**TASK INPUTS**
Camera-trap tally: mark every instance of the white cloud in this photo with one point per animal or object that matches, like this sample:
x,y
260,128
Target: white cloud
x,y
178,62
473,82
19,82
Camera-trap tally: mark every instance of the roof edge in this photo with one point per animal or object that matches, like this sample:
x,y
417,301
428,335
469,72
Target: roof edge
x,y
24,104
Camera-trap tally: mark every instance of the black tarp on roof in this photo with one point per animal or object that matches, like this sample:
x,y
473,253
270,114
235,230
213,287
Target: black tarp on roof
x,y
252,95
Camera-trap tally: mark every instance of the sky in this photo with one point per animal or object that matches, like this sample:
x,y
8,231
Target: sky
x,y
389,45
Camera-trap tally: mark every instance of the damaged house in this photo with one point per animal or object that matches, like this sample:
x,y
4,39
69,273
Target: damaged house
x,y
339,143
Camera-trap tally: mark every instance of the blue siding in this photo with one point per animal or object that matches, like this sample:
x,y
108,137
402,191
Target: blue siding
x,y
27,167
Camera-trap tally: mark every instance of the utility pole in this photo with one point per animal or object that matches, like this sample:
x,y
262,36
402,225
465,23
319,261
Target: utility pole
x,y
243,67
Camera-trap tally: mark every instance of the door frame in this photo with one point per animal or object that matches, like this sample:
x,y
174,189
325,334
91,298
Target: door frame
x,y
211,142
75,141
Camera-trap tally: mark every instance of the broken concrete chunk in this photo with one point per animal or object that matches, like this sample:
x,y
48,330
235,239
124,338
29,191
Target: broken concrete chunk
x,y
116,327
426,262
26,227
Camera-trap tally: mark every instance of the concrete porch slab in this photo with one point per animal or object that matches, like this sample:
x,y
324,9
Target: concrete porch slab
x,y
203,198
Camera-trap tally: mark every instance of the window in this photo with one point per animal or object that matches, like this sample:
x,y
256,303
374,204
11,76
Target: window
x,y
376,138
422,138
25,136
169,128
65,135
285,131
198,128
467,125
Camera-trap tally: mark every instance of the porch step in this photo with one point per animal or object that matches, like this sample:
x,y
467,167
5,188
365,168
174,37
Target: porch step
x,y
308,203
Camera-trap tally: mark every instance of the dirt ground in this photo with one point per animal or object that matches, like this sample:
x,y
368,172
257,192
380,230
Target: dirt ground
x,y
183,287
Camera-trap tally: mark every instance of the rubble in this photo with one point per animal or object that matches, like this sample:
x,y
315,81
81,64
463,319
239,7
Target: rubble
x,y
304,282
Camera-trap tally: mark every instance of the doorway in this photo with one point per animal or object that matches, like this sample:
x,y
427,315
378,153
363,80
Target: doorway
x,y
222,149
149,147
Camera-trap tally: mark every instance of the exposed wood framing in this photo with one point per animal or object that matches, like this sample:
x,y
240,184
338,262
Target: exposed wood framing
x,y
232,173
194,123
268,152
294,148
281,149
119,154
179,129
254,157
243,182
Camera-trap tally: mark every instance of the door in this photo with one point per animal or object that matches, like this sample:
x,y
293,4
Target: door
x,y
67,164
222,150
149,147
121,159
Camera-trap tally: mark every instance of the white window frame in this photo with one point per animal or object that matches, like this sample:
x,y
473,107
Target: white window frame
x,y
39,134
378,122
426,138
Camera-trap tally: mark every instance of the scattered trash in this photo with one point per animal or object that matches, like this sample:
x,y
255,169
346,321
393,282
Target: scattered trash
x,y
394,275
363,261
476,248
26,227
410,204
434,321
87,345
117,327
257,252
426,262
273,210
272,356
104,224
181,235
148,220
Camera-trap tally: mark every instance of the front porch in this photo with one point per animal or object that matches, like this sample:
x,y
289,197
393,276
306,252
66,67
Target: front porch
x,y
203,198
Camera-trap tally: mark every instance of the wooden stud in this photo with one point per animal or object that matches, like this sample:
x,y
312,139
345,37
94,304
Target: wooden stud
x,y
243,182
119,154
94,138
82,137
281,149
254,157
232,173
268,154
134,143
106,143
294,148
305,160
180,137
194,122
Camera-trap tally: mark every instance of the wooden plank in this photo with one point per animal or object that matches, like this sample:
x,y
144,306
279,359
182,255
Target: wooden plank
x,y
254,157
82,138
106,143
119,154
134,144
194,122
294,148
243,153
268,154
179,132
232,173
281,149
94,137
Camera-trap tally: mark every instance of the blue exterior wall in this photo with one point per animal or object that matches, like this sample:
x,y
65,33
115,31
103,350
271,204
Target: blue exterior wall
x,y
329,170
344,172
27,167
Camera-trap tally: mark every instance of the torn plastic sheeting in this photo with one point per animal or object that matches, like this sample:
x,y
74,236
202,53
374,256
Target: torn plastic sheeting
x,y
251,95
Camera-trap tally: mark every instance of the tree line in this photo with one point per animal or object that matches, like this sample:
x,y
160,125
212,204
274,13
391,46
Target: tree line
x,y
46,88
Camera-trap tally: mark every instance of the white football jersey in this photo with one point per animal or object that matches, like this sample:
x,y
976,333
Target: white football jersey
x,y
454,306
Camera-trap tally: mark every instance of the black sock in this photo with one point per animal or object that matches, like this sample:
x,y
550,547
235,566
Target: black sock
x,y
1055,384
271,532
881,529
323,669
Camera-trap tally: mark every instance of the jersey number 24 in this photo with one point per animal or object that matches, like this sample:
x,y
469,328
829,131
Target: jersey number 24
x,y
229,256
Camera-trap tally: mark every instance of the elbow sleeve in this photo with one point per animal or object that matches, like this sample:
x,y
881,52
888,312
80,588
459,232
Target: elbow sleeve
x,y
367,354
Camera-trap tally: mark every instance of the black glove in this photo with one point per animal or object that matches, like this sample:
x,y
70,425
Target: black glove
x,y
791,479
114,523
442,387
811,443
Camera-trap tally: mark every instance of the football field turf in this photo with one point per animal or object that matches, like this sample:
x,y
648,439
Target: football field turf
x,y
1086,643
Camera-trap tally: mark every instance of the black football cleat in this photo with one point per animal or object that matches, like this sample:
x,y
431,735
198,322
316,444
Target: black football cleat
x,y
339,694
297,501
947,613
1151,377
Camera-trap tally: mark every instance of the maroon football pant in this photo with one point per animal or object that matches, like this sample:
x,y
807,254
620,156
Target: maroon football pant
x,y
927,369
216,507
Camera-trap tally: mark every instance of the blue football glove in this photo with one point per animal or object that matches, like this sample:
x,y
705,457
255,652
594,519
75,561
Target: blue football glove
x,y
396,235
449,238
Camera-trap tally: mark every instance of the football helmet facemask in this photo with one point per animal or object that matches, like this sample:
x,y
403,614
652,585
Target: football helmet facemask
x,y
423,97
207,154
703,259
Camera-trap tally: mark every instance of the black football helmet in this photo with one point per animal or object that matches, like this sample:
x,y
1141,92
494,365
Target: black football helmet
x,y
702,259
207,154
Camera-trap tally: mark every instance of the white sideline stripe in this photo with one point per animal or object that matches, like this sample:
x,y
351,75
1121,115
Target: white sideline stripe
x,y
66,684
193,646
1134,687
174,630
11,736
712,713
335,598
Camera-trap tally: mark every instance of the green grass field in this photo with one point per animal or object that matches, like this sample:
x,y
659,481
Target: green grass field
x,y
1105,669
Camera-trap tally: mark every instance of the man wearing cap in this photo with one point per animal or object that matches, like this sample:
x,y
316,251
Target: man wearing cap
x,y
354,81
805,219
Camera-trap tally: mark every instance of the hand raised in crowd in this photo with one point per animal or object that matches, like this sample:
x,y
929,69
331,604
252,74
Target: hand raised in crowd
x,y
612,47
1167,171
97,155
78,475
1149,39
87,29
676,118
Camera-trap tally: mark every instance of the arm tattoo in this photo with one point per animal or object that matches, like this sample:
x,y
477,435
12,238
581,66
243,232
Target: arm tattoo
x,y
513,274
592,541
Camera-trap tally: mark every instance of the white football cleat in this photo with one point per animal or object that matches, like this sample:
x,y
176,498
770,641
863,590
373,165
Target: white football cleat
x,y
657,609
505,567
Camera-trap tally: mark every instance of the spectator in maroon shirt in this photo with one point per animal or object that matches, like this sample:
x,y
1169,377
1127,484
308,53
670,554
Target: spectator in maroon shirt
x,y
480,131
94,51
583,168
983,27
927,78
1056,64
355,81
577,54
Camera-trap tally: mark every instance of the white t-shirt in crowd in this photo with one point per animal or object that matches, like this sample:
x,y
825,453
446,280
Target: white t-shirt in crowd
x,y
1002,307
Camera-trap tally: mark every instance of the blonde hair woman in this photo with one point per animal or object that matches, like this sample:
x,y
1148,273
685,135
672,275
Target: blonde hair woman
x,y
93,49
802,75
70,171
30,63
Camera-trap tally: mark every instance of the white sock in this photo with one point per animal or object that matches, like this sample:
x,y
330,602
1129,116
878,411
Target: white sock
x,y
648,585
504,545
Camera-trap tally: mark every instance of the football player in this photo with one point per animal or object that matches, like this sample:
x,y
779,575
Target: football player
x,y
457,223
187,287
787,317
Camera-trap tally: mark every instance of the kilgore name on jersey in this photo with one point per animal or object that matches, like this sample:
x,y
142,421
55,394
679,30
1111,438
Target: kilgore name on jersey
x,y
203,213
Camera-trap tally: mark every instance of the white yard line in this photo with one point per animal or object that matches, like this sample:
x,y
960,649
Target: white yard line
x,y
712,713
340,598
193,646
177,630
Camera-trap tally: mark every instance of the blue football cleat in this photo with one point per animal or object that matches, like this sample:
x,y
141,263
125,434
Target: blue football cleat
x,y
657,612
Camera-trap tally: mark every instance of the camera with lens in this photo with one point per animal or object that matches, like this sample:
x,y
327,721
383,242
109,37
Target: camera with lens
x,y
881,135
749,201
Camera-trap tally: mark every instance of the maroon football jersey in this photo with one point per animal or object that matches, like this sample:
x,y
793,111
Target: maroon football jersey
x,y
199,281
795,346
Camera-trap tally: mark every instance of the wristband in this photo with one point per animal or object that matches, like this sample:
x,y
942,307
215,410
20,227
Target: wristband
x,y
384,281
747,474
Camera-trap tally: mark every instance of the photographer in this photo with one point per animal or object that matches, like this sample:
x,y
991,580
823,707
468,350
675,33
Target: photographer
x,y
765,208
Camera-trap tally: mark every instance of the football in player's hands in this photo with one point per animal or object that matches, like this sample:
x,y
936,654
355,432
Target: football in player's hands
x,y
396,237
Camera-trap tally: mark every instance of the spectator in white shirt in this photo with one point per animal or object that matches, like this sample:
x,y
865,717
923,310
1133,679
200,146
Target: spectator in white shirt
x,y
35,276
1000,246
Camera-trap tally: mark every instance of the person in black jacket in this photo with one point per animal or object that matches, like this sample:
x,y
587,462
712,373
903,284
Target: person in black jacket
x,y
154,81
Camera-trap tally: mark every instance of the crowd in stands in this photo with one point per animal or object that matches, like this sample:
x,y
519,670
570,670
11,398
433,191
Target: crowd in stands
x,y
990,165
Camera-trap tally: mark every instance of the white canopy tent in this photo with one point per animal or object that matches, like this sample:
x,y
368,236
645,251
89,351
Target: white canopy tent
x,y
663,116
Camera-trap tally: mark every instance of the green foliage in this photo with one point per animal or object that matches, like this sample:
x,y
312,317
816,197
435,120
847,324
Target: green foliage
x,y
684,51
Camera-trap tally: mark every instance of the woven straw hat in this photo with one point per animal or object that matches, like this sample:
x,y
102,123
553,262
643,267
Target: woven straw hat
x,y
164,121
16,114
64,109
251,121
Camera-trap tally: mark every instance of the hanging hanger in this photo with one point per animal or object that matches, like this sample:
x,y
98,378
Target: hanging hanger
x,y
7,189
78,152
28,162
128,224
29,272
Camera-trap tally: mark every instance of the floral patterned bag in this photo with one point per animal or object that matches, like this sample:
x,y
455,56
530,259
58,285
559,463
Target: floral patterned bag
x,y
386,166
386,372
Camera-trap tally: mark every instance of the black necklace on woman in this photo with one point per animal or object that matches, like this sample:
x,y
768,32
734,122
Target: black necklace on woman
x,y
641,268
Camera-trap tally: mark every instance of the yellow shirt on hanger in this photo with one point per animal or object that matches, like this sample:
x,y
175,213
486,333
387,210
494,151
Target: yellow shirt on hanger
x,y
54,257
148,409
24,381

**PROBLEM DETAILS**
Give the lines of the material above again, exactly, from its first line through the line that contains "Camera-trap tally: mark every instance of the sky" and no further.

**TASK RESULT**
Camera-trap tally: mark every instance of the white cloud in this photo with one point per animal or object that matches, like this sample:
x,y
260,128
Target: white cloud
x,y
178,62
473,82
19,82
Camera-trap tally: mark every instance of the roof edge in this photo with one point per animal or object that matches, like this sample:
x,y
417,301
428,335
469,72
Target: roof edge
x,y
24,104
Camera-trap tally: mark every instance of the black tarp on roof in this photo with one point per animal or object that matches, like this sample:
x,y
473,253
270,114
235,230
213,287
Target: black tarp on roof
x,y
252,95
Camera-trap tally: mark every instance of the sky in this photo with one point per animal or object that matches, like this sample:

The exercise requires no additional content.